[Records excerpted from a collection]
————

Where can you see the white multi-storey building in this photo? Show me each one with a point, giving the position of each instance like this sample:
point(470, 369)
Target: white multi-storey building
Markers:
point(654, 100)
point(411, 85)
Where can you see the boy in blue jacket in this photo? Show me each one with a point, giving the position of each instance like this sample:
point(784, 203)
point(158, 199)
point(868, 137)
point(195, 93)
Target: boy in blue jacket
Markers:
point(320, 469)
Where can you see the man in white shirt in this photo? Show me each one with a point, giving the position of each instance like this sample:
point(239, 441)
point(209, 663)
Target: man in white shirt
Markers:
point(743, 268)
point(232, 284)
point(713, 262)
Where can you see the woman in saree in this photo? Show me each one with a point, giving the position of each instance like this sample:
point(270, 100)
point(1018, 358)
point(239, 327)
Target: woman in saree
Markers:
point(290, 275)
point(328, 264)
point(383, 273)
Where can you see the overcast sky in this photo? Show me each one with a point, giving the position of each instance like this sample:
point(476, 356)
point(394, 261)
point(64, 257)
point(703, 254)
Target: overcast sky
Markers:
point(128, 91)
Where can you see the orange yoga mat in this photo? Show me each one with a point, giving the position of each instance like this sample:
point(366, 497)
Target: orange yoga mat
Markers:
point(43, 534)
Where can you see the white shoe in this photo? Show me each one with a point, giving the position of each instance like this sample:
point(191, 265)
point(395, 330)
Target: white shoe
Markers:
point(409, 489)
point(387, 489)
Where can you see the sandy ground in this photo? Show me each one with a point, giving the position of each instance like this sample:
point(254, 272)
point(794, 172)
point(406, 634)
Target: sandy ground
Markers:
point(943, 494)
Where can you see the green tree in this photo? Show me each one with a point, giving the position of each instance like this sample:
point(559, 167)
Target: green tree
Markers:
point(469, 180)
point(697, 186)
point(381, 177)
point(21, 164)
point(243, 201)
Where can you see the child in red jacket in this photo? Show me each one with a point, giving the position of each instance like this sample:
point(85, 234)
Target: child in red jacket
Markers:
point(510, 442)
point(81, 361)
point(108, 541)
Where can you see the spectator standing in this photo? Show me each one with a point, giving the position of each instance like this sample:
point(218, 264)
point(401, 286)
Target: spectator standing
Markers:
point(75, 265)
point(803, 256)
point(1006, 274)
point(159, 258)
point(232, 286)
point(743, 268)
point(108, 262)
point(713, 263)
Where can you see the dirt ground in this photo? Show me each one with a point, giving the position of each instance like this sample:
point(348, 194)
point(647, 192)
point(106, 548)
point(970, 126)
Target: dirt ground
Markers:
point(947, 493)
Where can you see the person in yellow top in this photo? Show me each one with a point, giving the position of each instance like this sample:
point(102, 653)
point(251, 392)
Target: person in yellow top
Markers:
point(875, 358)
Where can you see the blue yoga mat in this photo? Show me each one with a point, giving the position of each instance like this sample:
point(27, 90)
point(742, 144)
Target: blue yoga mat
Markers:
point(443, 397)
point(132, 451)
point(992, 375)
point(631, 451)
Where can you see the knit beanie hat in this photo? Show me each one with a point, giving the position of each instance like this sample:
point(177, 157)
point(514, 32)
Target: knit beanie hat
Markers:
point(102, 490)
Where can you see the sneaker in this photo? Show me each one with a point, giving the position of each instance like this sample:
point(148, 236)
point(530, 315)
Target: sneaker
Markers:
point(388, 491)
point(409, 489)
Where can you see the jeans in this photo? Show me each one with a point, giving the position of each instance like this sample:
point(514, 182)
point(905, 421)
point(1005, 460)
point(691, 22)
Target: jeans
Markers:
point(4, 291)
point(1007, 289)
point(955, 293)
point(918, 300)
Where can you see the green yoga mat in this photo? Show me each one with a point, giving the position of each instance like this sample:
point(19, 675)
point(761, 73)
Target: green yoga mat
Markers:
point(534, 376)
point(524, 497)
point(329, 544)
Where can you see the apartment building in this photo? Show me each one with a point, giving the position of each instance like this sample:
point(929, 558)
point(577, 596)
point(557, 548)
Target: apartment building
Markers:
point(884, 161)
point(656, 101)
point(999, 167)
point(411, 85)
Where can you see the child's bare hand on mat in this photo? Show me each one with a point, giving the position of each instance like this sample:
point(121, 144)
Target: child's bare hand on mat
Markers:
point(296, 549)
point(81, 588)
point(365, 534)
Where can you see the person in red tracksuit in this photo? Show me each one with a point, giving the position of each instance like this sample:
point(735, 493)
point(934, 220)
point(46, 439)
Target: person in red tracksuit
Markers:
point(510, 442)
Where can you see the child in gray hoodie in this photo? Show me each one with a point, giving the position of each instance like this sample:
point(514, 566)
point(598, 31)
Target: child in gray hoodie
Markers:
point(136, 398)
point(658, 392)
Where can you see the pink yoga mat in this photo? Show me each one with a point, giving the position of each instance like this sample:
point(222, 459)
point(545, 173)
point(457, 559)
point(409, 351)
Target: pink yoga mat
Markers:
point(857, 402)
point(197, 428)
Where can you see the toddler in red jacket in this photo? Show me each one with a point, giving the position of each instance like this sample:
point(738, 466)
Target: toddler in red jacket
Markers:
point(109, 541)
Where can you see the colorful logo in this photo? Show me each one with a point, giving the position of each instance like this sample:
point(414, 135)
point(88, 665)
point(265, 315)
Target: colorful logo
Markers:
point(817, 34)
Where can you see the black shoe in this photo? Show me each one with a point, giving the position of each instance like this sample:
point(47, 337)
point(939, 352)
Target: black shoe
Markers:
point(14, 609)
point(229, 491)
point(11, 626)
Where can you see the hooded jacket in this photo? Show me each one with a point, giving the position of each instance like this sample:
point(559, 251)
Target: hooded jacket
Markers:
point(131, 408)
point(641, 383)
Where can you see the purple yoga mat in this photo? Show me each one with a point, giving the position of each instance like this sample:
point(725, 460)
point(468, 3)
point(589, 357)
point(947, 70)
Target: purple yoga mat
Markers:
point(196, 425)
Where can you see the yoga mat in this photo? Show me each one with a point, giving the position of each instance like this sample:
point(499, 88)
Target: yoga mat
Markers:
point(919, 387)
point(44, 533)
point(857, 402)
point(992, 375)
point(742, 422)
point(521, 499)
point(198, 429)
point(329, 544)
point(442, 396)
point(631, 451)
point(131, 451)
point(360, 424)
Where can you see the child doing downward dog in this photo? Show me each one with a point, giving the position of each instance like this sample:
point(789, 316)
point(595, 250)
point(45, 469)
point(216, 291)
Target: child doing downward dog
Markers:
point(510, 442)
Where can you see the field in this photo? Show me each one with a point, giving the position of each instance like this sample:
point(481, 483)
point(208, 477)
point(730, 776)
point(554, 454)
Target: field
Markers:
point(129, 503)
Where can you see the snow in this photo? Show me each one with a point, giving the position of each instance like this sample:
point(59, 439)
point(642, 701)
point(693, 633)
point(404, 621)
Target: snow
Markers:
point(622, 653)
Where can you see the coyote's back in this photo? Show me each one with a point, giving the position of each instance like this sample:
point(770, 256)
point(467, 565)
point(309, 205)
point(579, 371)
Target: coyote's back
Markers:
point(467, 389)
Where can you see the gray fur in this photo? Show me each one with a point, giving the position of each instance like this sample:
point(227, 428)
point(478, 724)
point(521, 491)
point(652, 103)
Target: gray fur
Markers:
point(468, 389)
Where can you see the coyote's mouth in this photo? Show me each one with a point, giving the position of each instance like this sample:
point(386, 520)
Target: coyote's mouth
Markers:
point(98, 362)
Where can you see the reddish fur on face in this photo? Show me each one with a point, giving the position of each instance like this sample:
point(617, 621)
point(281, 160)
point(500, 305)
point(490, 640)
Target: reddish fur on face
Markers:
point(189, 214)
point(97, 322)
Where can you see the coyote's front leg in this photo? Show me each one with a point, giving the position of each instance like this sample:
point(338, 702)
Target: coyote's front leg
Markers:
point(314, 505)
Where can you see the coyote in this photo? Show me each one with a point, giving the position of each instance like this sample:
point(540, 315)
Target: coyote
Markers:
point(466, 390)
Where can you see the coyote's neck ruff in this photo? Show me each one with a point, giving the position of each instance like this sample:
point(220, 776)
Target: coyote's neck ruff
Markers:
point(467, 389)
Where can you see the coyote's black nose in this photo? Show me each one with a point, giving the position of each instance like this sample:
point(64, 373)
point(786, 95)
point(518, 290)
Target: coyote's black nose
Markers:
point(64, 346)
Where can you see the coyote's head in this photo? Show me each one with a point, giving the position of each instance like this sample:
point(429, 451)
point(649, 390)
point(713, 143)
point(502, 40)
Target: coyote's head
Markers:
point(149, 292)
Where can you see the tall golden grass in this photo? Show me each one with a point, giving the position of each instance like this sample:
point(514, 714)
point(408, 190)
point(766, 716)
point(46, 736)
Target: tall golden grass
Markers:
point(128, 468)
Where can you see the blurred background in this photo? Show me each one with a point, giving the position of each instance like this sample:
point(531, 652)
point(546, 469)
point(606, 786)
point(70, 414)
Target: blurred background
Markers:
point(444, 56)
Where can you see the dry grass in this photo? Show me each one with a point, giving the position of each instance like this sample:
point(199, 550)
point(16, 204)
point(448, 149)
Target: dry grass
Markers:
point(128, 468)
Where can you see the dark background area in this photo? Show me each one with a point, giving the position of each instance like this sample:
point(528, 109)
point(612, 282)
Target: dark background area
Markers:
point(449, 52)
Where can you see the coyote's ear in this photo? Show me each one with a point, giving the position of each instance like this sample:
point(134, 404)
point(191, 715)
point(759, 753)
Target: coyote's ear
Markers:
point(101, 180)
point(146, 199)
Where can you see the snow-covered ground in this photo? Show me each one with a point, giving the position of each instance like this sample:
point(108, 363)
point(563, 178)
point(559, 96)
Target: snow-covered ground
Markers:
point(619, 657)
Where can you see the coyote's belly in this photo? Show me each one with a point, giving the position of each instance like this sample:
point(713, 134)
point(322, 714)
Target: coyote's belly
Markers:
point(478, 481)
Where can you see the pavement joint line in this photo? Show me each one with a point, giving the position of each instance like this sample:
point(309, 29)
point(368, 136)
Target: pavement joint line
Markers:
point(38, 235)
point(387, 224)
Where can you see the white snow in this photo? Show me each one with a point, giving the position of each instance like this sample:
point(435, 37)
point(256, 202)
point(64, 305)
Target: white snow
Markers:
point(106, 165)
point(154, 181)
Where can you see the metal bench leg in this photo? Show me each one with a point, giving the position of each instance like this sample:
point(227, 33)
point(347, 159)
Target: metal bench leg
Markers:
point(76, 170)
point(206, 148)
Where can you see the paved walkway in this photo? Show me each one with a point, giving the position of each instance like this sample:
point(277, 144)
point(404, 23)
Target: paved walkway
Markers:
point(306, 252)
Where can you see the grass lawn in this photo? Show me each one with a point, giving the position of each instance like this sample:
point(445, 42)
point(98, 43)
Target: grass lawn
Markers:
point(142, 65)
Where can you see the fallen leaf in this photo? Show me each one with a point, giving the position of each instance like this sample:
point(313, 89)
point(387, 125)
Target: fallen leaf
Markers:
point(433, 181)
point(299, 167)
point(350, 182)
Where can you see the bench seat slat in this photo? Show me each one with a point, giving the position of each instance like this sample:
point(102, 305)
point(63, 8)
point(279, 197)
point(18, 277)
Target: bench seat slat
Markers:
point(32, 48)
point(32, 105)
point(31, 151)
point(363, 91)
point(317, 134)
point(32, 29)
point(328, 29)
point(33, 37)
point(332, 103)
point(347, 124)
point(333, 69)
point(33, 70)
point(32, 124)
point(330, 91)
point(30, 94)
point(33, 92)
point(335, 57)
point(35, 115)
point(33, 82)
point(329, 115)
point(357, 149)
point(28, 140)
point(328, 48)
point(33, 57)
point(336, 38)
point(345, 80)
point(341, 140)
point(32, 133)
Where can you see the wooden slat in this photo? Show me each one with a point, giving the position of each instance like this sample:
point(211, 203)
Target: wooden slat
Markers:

————

Problem
Locate the line with "Where can you see the fallen" in the entries above; extract it and every line after it, verbatim.

Written response
Where can you see the fallen leaf in this photo? Show me each one with a point, giving the position of each instance like this sample:
point(313, 89)
point(387, 125)
Target: fallen leaf
Markers:
point(433, 181)
point(299, 167)
point(350, 182)
Where can you see the bench seat slat in this photo? Show me each one with a point, giving the position of each instance like this sample:
point(102, 305)
point(63, 8)
point(279, 197)
point(18, 277)
Target: bench seat slat
Markers:
point(32, 48)
point(32, 105)
point(31, 151)
point(363, 91)
point(317, 134)
point(32, 29)
point(328, 29)
point(33, 37)
point(332, 103)
point(347, 124)
point(333, 69)
point(33, 70)
point(32, 124)
point(330, 91)
point(30, 94)
point(33, 92)
point(335, 57)
point(35, 115)
point(33, 82)
point(329, 115)
point(357, 149)
point(28, 140)
point(328, 48)
point(33, 57)
point(336, 38)
point(345, 80)
point(341, 140)
point(32, 133)
Where can you see the wooden slat in this photo? Show me each one with a point, giving the position of each instance like this sample:
point(211, 203)
Target: wooden slat
Markers:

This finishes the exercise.